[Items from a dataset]

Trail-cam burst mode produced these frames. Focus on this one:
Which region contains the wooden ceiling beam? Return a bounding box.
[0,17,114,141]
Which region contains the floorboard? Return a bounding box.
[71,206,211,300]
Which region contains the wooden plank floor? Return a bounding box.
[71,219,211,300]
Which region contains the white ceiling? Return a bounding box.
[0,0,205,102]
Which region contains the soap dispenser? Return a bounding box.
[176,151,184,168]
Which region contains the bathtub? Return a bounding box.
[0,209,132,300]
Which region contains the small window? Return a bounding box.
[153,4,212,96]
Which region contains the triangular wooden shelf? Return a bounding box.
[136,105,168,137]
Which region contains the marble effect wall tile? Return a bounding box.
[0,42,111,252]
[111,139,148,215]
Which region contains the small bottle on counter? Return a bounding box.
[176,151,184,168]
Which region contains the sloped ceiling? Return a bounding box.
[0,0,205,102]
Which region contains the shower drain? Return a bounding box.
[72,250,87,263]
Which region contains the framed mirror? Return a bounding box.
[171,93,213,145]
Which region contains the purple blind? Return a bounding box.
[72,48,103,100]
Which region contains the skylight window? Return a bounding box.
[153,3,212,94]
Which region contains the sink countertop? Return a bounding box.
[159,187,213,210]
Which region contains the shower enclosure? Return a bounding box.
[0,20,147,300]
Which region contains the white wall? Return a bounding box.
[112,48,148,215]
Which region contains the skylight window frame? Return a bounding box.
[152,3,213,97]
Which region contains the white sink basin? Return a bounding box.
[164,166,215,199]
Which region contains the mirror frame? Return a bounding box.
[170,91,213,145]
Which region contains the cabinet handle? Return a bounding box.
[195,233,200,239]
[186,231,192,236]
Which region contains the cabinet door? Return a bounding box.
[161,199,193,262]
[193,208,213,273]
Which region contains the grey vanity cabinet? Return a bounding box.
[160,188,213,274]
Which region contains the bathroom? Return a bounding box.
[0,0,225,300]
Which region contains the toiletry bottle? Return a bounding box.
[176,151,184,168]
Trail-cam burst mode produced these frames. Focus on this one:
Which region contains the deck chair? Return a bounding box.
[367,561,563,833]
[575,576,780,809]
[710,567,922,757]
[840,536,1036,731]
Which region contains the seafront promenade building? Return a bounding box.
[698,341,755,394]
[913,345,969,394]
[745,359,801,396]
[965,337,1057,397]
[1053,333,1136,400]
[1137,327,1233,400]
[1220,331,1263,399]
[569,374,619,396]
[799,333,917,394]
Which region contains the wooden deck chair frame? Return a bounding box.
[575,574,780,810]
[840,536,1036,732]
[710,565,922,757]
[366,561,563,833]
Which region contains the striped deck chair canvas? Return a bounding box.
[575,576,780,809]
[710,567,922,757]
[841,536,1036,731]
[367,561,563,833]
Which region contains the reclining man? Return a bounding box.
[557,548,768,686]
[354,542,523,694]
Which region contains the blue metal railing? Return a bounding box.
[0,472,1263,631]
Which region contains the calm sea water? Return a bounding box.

Written request: Write out every one of the lines above as a numbered list, skipping any blank lines.

Result of this task:
1. Trail-cam burst mode produced these frames. Focus on this one:
2. Which region contains the wooden ceiling beam? Return a bounding box.
3. [0,17,114,141]
4. Which region contains the floorboard? Return a bounding box.
5. [71,206,211,300]
6. Which region contains the wooden plank floor? Return a bounding box.
7. [71,219,211,300]
8. Which region contains the white ceiling? Return a bounding box.
9. [0,0,205,102]
10. Which region contains the soap dispenser? Return a bounding box.
11. [176,151,184,168]
12. Which region contains the bathtub? Return a bounding box.
13. [0,209,132,300]
14. Which region contains the small window? Return a bounding box.
15. [153,4,212,96]
16. Which region contains the triangular wooden shelf? Return a bounding box.
17. [136,105,168,137]
18. Which region contains the marble effect wall tile? Return a bounding box.
19. [0,42,111,252]
20. [111,139,148,215]
21. Which region contains the small bottle on counter? Return a bounding box.
22. [176,151,184,168]
23. Which region contains the sloped ceiling? Return a bounding box.
24. [0,0,205,102]
25. Which region contains the shower drain? Return a bounding box.
26. [72,250,87,263]
27. Which region contains the framed mirror? Return a bounding box.
28. [171,93,213,145]
29. Which region contains the purple blind? Return a bounding box.
30. [72,48,103,100]
31. Which region contains the skylight window? Return a bounding box.
32. [153,3,212,94]
33. Which region contains the sink countertop? Return a bounding box.
34. [159,187,213,210]
35. Which region contains the shower enclosure? Return a bounding box.
36. [0,20,147,300]
37. Which region contains the white wall? Return a bounding box.
38. [112,48,148,215]
39. Which region contains the skylight window frame? Return a bounding box.
40. [152,3,213,97]
41. Which region contains the white sink basin? Return a bounding box.
42. [164,166,215,199]
43. Which region contains the mirror frame? Return a bounding box.
44. [170,91,213,145]
45. Which region contains the cabinet handle? Return a bounding box.
46. [195,233,200,239]
47. [186,231,192,236]
48. Which region contains the cabinet door? Return a bounding box.
49. [161,199,193,262]
50. [193,208,213,273]
51. Which region contains the grey vanity cabinet? Return a bounding box.
52. [160,188,213,274]
53. Which region contains the bathroom? Return a bounding box.
54. [0,0,225,300]
55. Which region contains the toiletry bottle? Return a bounding box.
56. [176,151,184,168]
57. Trail-cam burst mode produced these frames. Focus on this one:
58. Which region contains the deck chair? Return a bounding box.
59. [367,561,563,833]
60. [575,576,780,809]
61. [710,567,922,757]
62. [840,536,1036,731]
63. Which region contains the seafront promenade building? Return a bounding box.
64. [698,341,755,394]
65. [913,345,969,394]
66. [745,359,801,396]
67. [965,337,1057,397]
68. [1053,333,1136,400]
69. [1137,327,1233,400]
70. [1220,331,1263,399]
71. [569,374,619,396]
72. [799,333,917,394]
73. Which region contains the wooden deck chair frame? Return a bounding box.
74. [575,574,780,810]
75. [840,536,1036,732]
76. [710,565,922,757]
77. [366,561,563,833]
78. Which region contains the striped deck chair canvas? Return a bounding box.
79. [575,576,780,809]
80. [710,567,922,757]
81. [841,536,1036,731]
82. [367,561,563,833]
83. Which region contains the reclining man? Return a bounding box.
84. [557,548,768,686]
85. [354,542,523,694]
86. Which region contains the blue metal railing? Return a bounding box.
87. [0,472,1263,631]
88. Which region contains the calm sea water? Return a bounding box.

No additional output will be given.